Objective
Take the entries below and print all of them exactly, please.
###
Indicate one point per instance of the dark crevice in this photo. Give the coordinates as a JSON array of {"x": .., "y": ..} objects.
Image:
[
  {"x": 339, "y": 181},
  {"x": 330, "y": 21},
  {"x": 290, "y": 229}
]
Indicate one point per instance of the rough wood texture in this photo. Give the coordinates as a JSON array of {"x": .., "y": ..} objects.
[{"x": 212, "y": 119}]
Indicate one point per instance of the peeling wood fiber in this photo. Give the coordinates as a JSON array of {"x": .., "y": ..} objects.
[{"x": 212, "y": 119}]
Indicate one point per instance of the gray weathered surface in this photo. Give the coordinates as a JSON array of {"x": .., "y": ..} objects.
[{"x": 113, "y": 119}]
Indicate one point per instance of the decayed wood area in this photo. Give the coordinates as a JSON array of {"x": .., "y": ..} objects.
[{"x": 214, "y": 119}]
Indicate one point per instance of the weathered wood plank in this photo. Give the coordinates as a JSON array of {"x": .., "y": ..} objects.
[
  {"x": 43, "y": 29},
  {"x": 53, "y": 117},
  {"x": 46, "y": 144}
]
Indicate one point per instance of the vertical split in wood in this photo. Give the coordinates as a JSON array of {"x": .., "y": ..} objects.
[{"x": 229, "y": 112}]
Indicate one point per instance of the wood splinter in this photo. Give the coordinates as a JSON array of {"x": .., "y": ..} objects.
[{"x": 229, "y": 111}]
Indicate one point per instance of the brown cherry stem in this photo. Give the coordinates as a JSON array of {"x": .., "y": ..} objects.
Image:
###
The output
Indicate one point per instance of the dark crevice in this photo. Give the coordinates as a JSON array of {"x": .., "y": ..} objects.
Image:
[
  {"x": 339, "y": 181},
  {"x": 330, "y": 21},
  {"x": 290, "y": 229}
]
Indicate one point per instance of the rough wood texture in this photo. Give the coordinates as a JSON array of {"x": .., "y": ..} objects.
[{"x": 212, "y": 119}]
Indicate one point per instance of the peeling wood fiber in this photo. Give the coordinates as a JSON array of {"x": .., "y": ..} objects.
[{"x": 212, "y": 119}]
Indicate one point per instance of the gray weathered surface in this photo. Give the coordinates as a JSON array of {"x": .., "y": ..} objects.
[{"x": 113, "y": 119}]
Indicate one point per instance of the decayed wood area in this photo. Give the coordinates as a JSON array of {"x": .., "y": ..} objects.
[{"x": 214, "y": 119}]
Indicate one point per instance of the weathered wood plank in this photo. Give the coordinates as a JSON array of {"x": .., "y": ..} objects.
[
  {"x": 43, "y": 29},
  {"x": 53, "y": 117},
  {"x": 46, "y": 144}
]
Indicate one point per instance of the vertical split in wood in this photo. Give the coordinates as a JSON array of {"x": .., "y": ..} objects.
[{"x": 229, "y": 112}]
Indicate one point per instance of the wood splinter in this photo. Give the coordinates as a JSON array of {"x": .., "y": ..} objects.
[{"x": 229, "y": 111}]
Indicate one point per instance of the brown cherry stem in this photo. Give the coordinates as a JSON array of {"x": .., "y": ..} objects.
Image:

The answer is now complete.